• What is needed: Copy verbatim every line of the records below, starting at the line containing "Locate the mowed" and running through the end of the records, both ends included.

⟨

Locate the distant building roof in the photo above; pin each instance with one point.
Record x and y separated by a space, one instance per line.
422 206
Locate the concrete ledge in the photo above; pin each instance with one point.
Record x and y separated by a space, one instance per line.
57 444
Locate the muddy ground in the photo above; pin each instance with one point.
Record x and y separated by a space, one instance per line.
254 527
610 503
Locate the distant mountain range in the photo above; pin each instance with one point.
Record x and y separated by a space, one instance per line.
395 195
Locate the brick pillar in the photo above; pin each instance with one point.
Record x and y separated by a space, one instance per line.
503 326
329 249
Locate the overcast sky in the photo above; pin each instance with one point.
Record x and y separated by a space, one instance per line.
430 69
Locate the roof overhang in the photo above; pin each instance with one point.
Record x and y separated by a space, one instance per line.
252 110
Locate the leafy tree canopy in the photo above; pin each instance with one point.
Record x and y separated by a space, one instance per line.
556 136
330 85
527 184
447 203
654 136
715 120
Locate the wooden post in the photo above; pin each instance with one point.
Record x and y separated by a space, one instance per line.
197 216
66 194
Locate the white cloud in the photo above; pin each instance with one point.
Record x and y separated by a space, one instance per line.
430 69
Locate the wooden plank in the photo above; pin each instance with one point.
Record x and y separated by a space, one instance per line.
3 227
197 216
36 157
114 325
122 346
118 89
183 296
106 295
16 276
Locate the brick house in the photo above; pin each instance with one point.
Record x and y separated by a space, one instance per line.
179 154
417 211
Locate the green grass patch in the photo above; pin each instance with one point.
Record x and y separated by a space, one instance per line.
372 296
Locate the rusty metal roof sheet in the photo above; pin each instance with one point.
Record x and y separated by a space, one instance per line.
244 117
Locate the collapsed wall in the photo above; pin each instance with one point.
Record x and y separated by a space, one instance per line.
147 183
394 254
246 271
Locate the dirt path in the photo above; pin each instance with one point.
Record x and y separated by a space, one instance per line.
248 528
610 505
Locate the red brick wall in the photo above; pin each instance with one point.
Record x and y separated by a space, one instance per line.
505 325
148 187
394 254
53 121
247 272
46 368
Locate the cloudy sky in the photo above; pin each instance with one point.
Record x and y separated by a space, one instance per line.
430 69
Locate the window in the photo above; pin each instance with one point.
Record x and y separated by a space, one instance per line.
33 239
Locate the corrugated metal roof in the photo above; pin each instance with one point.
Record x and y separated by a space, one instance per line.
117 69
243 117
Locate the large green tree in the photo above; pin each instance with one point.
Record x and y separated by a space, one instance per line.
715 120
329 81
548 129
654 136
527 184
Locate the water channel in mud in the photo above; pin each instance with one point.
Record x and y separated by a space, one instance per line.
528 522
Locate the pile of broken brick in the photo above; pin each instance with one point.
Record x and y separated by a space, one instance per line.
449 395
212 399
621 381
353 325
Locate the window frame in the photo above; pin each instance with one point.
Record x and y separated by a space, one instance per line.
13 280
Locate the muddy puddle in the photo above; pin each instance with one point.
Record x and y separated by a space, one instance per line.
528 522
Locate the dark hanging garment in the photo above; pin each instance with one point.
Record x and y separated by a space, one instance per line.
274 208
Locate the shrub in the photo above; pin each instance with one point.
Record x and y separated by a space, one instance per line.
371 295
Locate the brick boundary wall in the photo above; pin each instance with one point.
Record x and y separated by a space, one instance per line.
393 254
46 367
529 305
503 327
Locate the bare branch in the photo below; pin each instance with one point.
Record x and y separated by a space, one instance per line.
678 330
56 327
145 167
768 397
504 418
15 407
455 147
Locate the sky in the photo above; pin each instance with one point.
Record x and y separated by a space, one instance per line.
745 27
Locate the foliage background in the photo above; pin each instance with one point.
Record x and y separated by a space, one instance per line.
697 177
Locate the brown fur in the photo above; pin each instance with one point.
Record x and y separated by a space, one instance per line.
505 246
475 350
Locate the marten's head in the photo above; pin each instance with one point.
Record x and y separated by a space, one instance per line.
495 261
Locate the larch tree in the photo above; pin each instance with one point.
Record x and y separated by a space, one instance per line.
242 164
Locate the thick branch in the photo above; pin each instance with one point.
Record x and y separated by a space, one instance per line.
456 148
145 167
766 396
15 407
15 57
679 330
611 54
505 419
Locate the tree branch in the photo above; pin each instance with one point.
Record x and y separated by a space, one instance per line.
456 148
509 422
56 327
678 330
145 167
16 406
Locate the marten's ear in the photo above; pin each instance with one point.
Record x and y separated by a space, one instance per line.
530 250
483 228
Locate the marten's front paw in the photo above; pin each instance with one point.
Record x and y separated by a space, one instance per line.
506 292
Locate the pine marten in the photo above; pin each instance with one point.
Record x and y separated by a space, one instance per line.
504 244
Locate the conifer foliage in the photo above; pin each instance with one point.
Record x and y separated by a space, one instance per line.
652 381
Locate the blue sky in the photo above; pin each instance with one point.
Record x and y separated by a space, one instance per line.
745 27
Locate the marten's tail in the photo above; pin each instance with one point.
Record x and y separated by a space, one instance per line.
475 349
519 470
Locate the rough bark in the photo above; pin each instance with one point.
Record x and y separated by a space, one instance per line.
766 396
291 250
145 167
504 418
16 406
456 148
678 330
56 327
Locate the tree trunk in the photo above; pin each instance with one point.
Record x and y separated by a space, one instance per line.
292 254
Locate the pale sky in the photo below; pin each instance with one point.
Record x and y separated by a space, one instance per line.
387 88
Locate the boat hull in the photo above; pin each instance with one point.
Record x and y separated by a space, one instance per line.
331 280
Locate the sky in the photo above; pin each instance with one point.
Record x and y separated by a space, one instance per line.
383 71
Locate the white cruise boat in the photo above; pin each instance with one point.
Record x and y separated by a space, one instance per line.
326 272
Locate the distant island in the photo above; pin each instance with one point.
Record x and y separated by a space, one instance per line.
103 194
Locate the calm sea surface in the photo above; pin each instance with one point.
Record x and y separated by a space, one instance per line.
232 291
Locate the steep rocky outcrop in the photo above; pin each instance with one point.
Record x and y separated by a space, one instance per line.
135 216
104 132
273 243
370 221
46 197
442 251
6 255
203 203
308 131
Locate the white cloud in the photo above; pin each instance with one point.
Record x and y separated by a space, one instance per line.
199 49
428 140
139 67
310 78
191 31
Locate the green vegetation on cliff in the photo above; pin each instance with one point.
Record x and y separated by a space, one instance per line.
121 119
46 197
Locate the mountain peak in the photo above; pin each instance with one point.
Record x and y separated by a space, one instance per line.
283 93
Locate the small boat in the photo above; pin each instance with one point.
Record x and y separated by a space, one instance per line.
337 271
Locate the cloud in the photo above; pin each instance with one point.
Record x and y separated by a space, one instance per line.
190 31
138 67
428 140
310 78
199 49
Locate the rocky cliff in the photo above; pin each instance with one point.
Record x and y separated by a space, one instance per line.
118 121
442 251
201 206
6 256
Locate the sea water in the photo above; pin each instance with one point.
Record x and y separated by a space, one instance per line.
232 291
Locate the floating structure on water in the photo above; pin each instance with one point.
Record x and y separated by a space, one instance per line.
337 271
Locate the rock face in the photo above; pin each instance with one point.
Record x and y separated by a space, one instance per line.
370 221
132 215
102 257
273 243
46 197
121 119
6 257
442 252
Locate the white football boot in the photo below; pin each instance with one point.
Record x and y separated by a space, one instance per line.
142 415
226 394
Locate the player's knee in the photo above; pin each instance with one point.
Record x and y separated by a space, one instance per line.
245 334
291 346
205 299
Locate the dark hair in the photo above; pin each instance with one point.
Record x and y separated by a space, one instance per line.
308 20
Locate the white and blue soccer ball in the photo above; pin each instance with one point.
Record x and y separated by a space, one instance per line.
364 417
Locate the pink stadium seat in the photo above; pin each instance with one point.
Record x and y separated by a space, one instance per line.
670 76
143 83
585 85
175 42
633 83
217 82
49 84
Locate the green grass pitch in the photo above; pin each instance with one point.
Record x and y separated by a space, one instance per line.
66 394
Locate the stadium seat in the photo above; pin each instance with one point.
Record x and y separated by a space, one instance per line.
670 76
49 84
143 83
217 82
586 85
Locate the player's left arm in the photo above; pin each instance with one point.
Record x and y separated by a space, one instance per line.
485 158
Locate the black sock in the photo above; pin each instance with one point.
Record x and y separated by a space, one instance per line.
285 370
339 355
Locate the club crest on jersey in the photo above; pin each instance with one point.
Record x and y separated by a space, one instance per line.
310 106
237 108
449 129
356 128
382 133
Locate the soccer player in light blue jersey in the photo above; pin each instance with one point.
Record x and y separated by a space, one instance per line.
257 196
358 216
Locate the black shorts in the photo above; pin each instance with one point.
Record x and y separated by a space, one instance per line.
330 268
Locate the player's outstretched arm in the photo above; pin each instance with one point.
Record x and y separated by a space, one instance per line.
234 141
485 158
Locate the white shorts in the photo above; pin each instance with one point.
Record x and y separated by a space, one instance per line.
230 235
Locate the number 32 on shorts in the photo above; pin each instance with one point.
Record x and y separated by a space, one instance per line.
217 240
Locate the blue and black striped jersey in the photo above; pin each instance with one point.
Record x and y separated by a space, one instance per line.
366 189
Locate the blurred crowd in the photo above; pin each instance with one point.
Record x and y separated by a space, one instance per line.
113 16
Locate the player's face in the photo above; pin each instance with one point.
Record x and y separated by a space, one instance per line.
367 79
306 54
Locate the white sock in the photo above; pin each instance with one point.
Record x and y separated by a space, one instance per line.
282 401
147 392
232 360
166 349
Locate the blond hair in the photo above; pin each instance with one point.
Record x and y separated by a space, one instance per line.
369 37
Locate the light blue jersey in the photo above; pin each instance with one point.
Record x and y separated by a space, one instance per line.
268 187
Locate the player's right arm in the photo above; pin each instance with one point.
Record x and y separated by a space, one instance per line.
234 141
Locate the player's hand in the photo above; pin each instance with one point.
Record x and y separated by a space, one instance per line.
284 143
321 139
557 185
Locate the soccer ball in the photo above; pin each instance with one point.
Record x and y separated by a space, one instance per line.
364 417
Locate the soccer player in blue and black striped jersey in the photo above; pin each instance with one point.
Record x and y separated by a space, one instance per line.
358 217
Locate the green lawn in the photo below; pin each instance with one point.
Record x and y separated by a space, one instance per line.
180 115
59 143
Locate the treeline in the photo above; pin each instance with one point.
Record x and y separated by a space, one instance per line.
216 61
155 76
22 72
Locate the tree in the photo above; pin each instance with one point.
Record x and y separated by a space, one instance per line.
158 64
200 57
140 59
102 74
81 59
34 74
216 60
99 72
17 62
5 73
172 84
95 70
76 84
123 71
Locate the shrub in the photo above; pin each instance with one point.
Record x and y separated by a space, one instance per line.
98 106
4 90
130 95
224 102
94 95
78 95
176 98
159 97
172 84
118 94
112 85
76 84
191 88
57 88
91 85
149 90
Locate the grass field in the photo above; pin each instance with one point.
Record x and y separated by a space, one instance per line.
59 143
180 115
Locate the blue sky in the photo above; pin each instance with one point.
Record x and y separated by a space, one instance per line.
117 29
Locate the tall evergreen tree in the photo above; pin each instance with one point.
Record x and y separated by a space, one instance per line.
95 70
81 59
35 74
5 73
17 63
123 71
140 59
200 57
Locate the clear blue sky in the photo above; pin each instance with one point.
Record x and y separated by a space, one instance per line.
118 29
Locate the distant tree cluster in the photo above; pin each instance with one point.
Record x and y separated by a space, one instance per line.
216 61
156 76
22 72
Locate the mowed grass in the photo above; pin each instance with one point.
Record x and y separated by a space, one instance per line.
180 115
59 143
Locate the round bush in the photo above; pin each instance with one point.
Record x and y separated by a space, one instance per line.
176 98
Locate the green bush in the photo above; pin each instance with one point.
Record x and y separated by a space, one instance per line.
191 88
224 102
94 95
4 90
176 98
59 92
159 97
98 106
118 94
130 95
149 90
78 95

⟩

• Written answer:
Locate the mowed grass in the photo above; pin each instance with one point.
Record x and y separated by a space, one instance per line.
180 115
59 143
Locate the round bush in the photo above; pin each instance with one point.
Record x and y separated by a space, one instance per line.
176 98
Locate the green bush in the photo above; pin each instance with one point.
Record x and y separated by a space, one instance per line.
191 88
224 102
94 95
4 90
176 98
59 92
159 97
98 106
118 94
130 95
149 90
78 95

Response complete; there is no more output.